Exercise:
Return exactly the lines below, starting with the one that has "chrome trunk handle" and going on through the one that has "chrome trunk emblem".

Records provided:
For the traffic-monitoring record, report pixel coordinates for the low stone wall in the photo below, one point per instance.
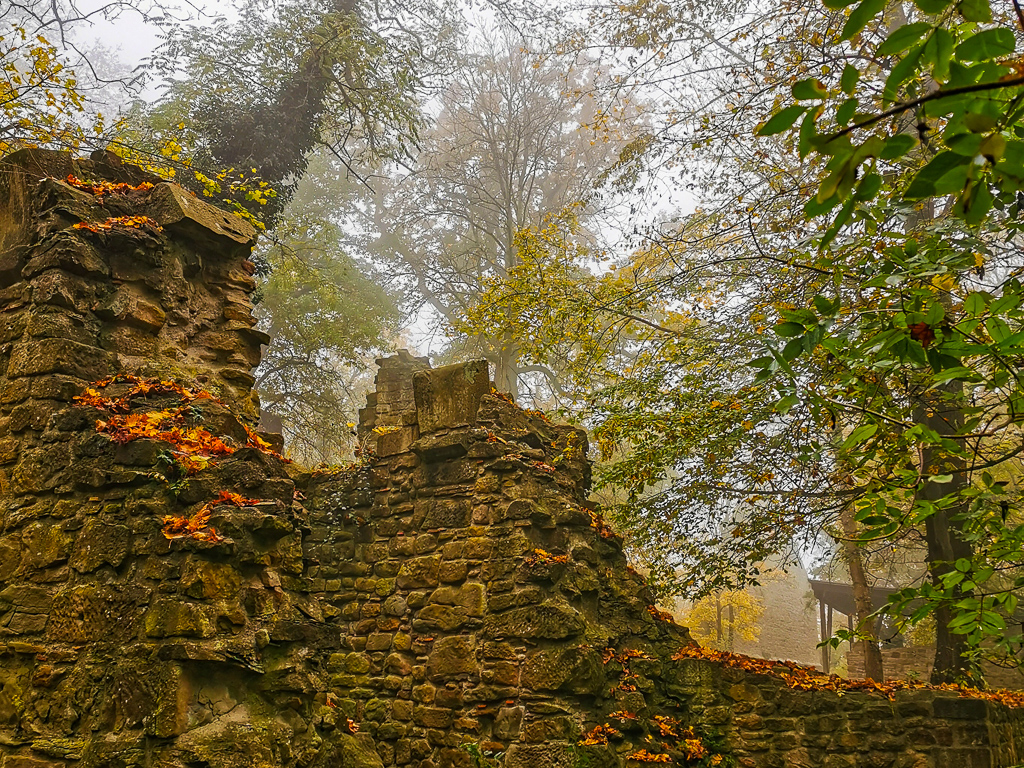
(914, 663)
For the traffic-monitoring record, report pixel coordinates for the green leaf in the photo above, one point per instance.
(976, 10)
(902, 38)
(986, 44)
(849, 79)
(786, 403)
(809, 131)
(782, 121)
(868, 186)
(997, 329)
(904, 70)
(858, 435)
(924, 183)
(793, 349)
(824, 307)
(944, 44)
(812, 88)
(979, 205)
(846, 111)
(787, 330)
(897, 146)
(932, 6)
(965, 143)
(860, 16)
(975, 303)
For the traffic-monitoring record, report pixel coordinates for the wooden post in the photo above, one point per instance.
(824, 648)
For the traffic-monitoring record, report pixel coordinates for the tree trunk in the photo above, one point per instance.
* * *
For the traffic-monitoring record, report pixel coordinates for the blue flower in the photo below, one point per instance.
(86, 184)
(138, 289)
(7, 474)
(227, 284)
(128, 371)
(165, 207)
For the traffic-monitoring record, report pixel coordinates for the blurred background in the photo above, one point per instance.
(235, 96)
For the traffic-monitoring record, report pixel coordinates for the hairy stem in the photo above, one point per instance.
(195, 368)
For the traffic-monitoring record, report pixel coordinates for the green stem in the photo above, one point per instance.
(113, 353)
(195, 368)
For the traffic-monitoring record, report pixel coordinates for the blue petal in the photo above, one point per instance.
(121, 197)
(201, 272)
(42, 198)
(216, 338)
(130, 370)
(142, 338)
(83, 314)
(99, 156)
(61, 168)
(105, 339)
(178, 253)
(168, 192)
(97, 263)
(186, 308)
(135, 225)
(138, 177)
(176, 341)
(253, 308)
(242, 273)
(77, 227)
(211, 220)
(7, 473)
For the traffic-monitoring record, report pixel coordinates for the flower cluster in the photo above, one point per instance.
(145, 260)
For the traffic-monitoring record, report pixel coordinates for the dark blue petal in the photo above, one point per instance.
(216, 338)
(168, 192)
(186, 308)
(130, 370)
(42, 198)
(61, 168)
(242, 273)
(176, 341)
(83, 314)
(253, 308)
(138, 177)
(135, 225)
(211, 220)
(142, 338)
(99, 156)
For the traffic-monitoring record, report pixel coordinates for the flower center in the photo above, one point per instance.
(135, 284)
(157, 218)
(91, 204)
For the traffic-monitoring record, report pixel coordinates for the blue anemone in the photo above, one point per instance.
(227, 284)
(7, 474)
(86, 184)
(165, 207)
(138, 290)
--
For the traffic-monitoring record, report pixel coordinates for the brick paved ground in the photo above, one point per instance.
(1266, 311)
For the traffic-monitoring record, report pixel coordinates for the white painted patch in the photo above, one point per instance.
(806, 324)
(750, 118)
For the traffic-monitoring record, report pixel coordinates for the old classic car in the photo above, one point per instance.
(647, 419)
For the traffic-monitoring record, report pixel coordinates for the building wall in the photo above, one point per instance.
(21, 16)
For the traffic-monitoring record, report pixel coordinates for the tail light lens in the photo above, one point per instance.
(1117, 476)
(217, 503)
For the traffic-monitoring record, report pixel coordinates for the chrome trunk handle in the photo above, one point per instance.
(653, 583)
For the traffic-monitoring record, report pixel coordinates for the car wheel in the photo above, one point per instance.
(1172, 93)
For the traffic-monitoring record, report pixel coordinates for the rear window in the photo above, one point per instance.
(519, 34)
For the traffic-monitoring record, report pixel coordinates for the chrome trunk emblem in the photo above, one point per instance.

Answer area:
For the traffic-monitoring record, report pixel coordinates for the chrome trunk handle in the photo above, one point per instance.
(653, 583)
For the traffic-monitoring record, report pixel coordinates for the car wheel in the photo above, one point per instance.
(1172, 93)
For the traffic-monitoring record, report pixel coordinates for the rear window in the photo above, one point per instance.
(519, 34)
For the traffic-monitoring record, report pixel coordinates for the chrome trunk emblem in the photo above, one point per instance.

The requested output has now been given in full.